Exercise brief>
In the piece below on greenwrapping a coal plant, reproduce word for word the passage that opens with the words containing "Right, the creepers" and closes with "the Wedel skyline.".

Page excerpt>
>>>>
A few years back I coined the term "Greenwrapping" to describe the putting of solar panels on top of a noxious use like a power plant. I have used it since to describe green roofs, used to hide the scale of huge projects.
Now AZPA has taken the concept of greenwrapping to an entirely new level; thy are turning a coal-fired power plant in Germany into "a densely-forested green mountain". It is still a coal plant, supplying heat and electricity to the town of Wedel, but now it is....pretty.
Our first concept departed from the idea that we could produce a corrugated envelope to the new plant, made from creepers which could absorb a substantial part of the carbon emissions of the plant because of an increased surface area, produced by a corrugation of the green envelope.
Right, the creepers will just soak up that CO2 and grow like mad. Why hasn't anyone thought of this before? Why get rid of coal plants when you can just plant vines? Or put every power station in a park? According to ArchDaily,
Instead of being a fenced-off compound, when finished, the plant would be surrounded by a wooded city park, which would become the centerpiece of the various bike routes, gardens and viewpoints that are already cropping up along the banks of the river. A careful selection of carbon-hungry local species would be planted and graded in height, the tallest nearest the solid green core of the plant, and the more human scale nearer the outside, creating a distinctive green landmark on the Wedel skyline.
Old coal plants used to put out a lot of other toxic stuff that would probably have prevented greenwrapping, but these days they filter out most everything but the CO2. But to pretend that this will absorb a substantial amount of the stuff is an egregious exaggeration. Pretty, though.
<<<<
Supplied material>
>>>>
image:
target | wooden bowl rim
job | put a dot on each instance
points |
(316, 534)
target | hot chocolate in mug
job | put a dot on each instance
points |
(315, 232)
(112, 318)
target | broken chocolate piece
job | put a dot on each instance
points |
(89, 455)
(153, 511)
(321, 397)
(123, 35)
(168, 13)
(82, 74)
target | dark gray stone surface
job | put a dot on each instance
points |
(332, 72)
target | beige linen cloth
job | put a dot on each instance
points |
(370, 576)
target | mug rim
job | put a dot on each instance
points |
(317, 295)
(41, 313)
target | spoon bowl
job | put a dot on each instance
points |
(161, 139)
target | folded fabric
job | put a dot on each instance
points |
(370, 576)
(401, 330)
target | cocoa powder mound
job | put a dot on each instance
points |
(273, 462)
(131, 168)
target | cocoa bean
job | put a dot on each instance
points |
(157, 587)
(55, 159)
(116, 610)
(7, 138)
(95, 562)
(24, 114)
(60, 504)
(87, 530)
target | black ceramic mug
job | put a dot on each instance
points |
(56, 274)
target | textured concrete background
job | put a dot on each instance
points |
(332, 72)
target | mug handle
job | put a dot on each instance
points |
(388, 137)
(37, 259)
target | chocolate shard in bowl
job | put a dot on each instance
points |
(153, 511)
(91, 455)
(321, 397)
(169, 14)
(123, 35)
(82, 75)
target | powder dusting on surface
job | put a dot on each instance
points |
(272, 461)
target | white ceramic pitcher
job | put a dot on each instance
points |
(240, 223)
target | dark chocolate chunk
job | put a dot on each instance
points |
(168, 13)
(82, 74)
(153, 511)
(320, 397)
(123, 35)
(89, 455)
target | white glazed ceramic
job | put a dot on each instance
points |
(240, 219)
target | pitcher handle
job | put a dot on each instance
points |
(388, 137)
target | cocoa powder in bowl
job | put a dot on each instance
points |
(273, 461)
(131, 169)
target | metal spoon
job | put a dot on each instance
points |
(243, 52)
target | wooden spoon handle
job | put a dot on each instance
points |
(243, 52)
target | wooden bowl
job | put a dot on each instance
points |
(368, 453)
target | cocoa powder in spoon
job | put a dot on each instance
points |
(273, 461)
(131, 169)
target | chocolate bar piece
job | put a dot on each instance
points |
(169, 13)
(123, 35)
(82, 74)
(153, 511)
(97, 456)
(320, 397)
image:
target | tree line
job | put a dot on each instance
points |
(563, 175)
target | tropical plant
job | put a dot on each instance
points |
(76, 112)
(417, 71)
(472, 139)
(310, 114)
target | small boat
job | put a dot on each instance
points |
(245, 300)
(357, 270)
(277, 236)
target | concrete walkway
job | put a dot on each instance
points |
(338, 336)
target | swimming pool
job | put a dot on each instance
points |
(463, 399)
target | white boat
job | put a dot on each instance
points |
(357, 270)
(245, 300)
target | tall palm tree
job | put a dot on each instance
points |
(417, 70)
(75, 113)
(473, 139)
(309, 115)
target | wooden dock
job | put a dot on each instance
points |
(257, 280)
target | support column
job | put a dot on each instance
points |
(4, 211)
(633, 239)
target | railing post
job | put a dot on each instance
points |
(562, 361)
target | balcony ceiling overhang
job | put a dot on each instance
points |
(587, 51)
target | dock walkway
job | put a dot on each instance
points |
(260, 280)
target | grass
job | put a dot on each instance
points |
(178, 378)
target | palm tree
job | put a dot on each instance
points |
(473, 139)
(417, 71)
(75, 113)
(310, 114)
<<<<
>>>>
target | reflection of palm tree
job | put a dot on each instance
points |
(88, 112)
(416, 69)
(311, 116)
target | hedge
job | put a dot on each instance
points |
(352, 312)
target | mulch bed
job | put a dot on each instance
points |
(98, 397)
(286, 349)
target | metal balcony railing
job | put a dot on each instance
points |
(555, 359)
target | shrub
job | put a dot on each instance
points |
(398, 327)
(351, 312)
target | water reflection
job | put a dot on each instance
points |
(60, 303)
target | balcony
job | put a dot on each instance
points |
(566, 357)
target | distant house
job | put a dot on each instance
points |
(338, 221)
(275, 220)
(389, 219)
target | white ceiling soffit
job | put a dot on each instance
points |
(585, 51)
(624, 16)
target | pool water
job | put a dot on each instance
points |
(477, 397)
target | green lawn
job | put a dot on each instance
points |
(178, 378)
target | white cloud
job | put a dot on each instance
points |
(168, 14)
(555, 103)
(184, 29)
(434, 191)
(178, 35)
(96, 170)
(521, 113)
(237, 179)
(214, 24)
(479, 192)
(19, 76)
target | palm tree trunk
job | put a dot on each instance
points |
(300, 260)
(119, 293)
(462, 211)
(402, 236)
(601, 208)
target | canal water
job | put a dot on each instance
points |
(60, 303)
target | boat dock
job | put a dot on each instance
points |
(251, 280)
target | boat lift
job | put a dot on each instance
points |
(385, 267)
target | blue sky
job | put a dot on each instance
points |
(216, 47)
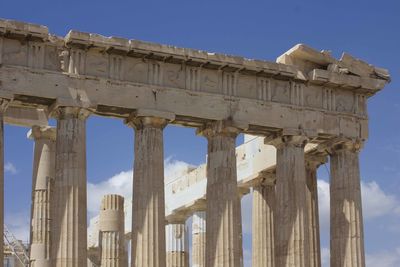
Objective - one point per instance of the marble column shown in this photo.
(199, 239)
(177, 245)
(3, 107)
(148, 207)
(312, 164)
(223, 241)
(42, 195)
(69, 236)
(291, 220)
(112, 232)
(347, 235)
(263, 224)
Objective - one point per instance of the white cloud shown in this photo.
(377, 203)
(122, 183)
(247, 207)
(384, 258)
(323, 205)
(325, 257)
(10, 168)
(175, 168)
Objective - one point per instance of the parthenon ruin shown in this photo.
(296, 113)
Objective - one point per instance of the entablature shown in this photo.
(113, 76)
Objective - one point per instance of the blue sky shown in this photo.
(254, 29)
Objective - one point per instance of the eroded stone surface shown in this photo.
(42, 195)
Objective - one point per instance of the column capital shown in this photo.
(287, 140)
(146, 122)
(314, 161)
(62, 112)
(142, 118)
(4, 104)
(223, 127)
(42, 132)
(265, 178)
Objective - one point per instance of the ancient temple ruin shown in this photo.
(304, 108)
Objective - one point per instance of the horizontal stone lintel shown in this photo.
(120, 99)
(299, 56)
<<<<
Answer section>
Right, the creepers will just soak up that CO2 and grow like mad. Why hasn't anyone thought of this before? Why get rid of coal plants when you can just plant vines? Or put every power station in a park? According to ArchDaily,
Instead of being a fenced-off compound, when finished, the plant would be surrounded by a wooded city park, which would become the centerpiece of the various bike routes, gardens and viewpoints that are already cropping up along the banks of the river. A careful selection of carbon-hungry local species would be planted and graded in height, the tallest nearest the solid green core of the plant, and the more human scale nearer the outside, creating a distinctive green landmark on the Wedel skyline.